#### MATERIAL SUPPLIED
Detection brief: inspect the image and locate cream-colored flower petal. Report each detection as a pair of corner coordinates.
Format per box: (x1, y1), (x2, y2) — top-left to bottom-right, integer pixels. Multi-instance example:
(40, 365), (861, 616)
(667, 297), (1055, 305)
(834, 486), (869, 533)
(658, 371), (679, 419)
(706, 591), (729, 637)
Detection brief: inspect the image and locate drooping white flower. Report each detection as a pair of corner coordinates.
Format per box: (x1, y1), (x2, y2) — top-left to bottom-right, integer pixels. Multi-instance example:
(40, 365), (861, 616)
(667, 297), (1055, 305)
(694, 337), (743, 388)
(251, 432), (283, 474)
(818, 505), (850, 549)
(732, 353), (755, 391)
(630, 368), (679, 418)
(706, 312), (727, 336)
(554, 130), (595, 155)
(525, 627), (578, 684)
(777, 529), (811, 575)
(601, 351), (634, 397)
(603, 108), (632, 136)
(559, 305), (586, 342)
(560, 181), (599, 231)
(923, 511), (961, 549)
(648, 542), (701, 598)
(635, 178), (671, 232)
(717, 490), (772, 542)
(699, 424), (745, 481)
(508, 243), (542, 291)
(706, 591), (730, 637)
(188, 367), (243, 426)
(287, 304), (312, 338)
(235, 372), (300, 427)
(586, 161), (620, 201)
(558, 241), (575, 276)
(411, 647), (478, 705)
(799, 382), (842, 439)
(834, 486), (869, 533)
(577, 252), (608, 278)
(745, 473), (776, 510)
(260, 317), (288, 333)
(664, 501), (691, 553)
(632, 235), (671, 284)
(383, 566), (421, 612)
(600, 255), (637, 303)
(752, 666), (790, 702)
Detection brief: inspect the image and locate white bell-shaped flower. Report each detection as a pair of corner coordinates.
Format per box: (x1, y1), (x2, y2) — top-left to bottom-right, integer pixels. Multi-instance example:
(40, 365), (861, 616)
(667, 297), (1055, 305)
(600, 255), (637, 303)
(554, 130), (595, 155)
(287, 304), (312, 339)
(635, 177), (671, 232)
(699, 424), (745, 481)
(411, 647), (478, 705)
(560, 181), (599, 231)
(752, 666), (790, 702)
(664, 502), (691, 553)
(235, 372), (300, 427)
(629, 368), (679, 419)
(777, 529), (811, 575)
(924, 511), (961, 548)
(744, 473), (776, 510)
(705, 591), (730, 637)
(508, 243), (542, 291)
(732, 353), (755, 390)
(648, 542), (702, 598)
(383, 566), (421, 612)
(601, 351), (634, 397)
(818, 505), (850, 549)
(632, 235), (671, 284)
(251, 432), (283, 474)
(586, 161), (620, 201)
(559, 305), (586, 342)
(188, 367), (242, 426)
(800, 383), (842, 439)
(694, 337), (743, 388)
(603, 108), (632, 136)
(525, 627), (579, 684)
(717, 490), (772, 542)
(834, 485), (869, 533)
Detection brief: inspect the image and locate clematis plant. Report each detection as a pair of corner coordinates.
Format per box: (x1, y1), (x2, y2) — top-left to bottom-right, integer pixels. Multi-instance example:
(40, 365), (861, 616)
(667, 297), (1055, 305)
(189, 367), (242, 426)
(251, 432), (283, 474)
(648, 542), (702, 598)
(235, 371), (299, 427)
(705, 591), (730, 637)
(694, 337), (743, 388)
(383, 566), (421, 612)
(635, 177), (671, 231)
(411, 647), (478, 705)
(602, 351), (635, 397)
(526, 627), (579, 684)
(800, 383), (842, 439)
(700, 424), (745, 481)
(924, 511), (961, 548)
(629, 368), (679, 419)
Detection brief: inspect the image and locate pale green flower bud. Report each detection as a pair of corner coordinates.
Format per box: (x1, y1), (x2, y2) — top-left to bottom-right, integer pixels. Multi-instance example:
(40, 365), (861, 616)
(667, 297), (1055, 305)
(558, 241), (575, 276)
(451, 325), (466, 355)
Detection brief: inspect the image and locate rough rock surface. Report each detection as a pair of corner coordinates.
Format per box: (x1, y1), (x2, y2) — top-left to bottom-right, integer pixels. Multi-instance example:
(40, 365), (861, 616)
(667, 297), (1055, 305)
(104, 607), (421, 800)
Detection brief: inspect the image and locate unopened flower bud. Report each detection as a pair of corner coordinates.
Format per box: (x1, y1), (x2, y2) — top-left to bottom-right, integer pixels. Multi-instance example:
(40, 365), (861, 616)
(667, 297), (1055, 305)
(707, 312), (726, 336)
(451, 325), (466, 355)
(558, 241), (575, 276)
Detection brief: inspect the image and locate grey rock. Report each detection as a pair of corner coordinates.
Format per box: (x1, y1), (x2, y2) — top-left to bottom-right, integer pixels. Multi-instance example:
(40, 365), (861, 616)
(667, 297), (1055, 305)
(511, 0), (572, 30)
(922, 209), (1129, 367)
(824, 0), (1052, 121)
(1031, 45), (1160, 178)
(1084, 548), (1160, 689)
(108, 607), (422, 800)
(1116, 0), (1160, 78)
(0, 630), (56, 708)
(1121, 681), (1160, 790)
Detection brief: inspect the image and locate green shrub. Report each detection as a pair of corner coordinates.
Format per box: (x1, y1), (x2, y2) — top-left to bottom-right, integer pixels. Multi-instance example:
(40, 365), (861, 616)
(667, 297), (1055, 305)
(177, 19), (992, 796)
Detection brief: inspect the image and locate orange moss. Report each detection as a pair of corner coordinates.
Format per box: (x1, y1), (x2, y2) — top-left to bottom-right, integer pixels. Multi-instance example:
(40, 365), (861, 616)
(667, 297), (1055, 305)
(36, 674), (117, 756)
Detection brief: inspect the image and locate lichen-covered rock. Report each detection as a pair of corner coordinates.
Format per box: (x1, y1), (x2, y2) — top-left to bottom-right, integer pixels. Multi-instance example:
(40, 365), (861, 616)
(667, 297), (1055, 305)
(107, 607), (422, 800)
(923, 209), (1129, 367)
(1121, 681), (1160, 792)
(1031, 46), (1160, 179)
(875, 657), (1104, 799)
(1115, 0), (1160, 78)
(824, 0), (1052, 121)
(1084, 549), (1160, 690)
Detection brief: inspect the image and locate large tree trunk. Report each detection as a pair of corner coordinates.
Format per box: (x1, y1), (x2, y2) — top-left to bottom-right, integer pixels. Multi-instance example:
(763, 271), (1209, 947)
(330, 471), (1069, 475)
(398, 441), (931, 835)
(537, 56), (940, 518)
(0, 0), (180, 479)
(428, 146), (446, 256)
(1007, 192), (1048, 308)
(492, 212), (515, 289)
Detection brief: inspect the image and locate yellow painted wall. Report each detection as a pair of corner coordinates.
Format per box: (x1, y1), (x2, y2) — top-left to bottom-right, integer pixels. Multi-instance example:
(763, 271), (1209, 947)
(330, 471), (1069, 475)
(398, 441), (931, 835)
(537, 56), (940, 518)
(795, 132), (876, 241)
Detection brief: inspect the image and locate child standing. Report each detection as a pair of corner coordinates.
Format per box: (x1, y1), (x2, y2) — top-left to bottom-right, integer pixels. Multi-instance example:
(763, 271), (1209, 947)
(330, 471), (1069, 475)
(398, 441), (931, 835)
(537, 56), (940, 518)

#### WHAT TO WORK ON
All the records are to be transcribed exactly, with no line missing.

#### SOLUTION TO THIS EXERCISE
Detection brief: inspect the image and locate cream-colored flower petal. Report each detection as a pair of corner coordinates.
Format per box: (x1, y1), (x2, y2) — top-left to bottom-right, integer pixels. Multi-instance example:
(40, 365), (861, 616)
(667, 297), (1055, 305)
(834, 486), (869, 533)
(658, 371), (679, 419)
(706, 591), (729, 637)
Detection brief: inspect the image and locate drooping white flower. Report each detection as a pair of corner coordinates.
Format per box: (x1, y1), (x2, y2) — top-left to bottom-right, integer pixels. Multi-instance example:
(40, 365), (861, 616)
(667, 297), (1055, 305)
(694, 337), (743, 388)
(251, 432), (283, 474)
(818, 505), (850, 549)
(732, 353), (755, 391)
(630, 368), (679, 418)
(706, 312), (727, 336)
(554, 130), (595, 155)
(525, 627), (578, 684)
(777, 529), (811, 575)
(601, 351), (634, 397)
(603, 108), (632, 136)
(559, 305), (586, 342)
(560, 181), (599, 231)
(923, 511), (961, 549)
(648, 542), (701, 598)
(635, 178), (671, 232)
(717, 490), (772, 542)
(699, 424), (745, 481)
(508, 243), (542, 291)
(706, 591), (730, 637)
(188, 367), (243, 426)
(287, 304), (312, 338)
(235, 372), (300, 427)
(586, 161), (620, 201)
(558, 241), (575, 276)
(411, 647), (478, 705)
(799, 382), (842, 439)
(834, 486), (869, 533)
(577, 252), (608, 278)
(745, 473), (776, 510)
(260, 317), (288, 333)
(664, 501), (691, 553)
(632, 235), (671, 284)
(383, 566), (421, 612)
(600, 255), (637, 303)
(752, 666), (790, 702)
Detection brief: inspect the image and locate white bell-shaped flower. Report each detection as a pair of corner coordinates.
Format per box: (x1, y1), (x2, y2) — top-left to bottom-right, integer pixels. Multi-instance example:
(40, 365), (861, 616)
(667, 297), (1055, 305)
(600, 255), (637, 303)
(554, 130), (595, 155)
(287, 304), (312, 339)
(635, 177), (671, 232)
(699, 424), (745, 481)
(411, 647), (478, 705)
(560, 181), (599, 231)
(752, 666), (790, 702)
(664, 502), (691, 553)
(235, 372), (300, 427)
(629, 368), (679, 419)
(777, 529), (811, 575)
(924, 511), (961, 548)
(744, 473), (776, 510)
(705, 591), (730, 637)
(508, 243), (542, 291)
(732, 353), (755, 390)
(648, 542), (702, 598)
(383, 566), (421, 612)
(601, 351), (634, 397)
(818, 505), (850, 549)
(632, 235), (671, 284)
(251, 432), (283, 474)
(586, 161), (620, 201)
(559, 305), (586, 342)
(188, 367), (242, 426)
(800, 383), (842, 439)
(694, 337), (743, 388)
(603, 108), (632, 136)
(525, 627), (579, 684)
(717, 490), (772, 542)
(834, 485), (869, 533)
Detection brief: inspect the image and locate clematis plant. Report each detection as a pair of corner coordinates.
Format per box: (x1, y1), (x2, y2) — top-left to bottom-right, integer pixels. Multi-instance example:
(40, 365), (861, 616)
(667, 297), (1055, 305)
(189, 367), (242, 426)
(251, 432), (283, 474)
(648, 542), (702, 598)
(235, 371), (299, 427)
(705, 591), (730, 637)
(694, 337), (743, 388)
(383, 566), (421, 612)
(635, 177), (671, 231)
(411, 647), (478, 705)
(602, 351), (635, 397)
(526, 627), (579, 684)
(800, 383), (842, 439)
(700, 424), (745, 481)
(924, 511), (961, 548)
(629, 368), (679, 419)
Detection brief: inspect the image and locate pale green flower bud. Report each detection as a pair of corner coordinates.
Format per box: (x1, y1), (x2, y2) — top-left to bottom-right, integer pixels. Multi-instance example:
(40, 365), (861, 616)
(667, 297), (1055, 305)
(558, 241), (575, 276)
(451, 325), (466, 355)
Detection brief: inspect the image and locate rough rock surface. Report each detection as a pair of corner coordinates.
Format per box: (x1, y1), (x2, y2) — top-left to bottom-right, integer pixels. Multi-instance example:
(40, 365), (861, 616)
(667, 297), (1055, 305)
(104, 607), (421, 800)
Detection brief: inspect the image and locate unopened flower bud. Report each detection as a pair of corner coordinates.
Format per box: (x1, y1), (x2, y2) — top-left to bottom-right, integer pixels. Multi-instance example:
(40, 365), (861, 616)
(667, 297), (1055, 305)
(707, 312), (726, 336)
(451, 325), (466, 355)
(558, 241), (575, 276)
Detection brief: inspect the image and locate grey rock. Report each detection as a pair of corner coordinates.
Format per box: (x1, y1), (x2, y2) — top-left to bottom-right, integer pixels. Multi-instance example:
(40, 365), (861, 616)
(667, 297), (1055, 305)
(511, 0), (572, 30)
(922, 209), (1129, 367)
(824, 0), (1052, 121)
(1031, 45), (1160, 178)
(1084, 548), (1160, 689)
(108, 607), (422, 800)
(1116, 0), (1160, 78)
(0, 630), (56, 708)
(1121, 681), (1160, 790)
Detection brief: inspect the image and locate green shrub. Report each detection as a pair of corner coordinates.
Format per box: (x1, y1), (x2, y2) — top-left to bottom-right, integer pixels. Multi-instance example:
(40, 365), (861, 616)
(667, 297), (1055, 305)
(177, 19), (992, 796)
Detection brief: inspect the image and locate orange moss. Report each detection as a pair of corner coordinates.
Format per box: (x1, y1), (x2, y2) — top-left to bottom-right, integer pixels. Multi-instance example:
(40, 365), (861, 616)
(667, 297), (1055, 305)
(36, 674), (117, 756)
Detection brief: inspect the image and locate lichen-covered rock. Report each detection as a pair of corner coordinates.
Format per box: (x1, y1), (x2, y2) — top-left to bottom-right, integer pixels. Multi-instance example:
(40, 365), (861, 616)
(667, 297), (1055, 305)
(107, 607), (422, 800)
(923, 209), (1129, 367)
(1121, 681), (1160, 792)
(1031, 46), (1160, 179)
(875, 657), (1104, 799)
(1115, 0), (1160, 78)
(824, 0), (1052, 121)
(1084, 549), (1160, 690)
Detection brief: inspect the image and locate large tree trunk. Report each detection as a pair of corner coordinates.
Format per box: (x1, y1), (x2, y2) — top-left to bottom-right, integer pixels. Multi-instance example:
(763, 271), (1209, 947)
(330, 471), (1069, 475)
(398, 441), (931, 835)
(537, 56), (940, 518)
(0, 0), (180, 479)
(428, 146), (446, 256)
(1007, 192), (1048, 308)
(492, 212), (515, 289)
Detection brief: inspect the image and locate yellow painted wall. Report each detection as a pair of corner coordinates.
Format per box: (x1, y1), (x2, y2) — top-left to bottom-right, integer pixels. Multi-instance example:
(763, 271), (1209, 947)
(330, 471), (1069, 475)
(398, 441), (931, 835)
(537, 56), (940, 518)
(795, 132), (876, 241)
Detection brief: inspect the image and locate child standing. Report each detection as a pair of corner coordinates.
Format per box: (x1, y1), (x2, y2) — top-left to bottom-right, integer pixels. Multi-instance example:
(763, 271), (1209, 947)
(330, 471), (1069, 475)
(398, 441), (931, 835)
(537, 56), (940, 518)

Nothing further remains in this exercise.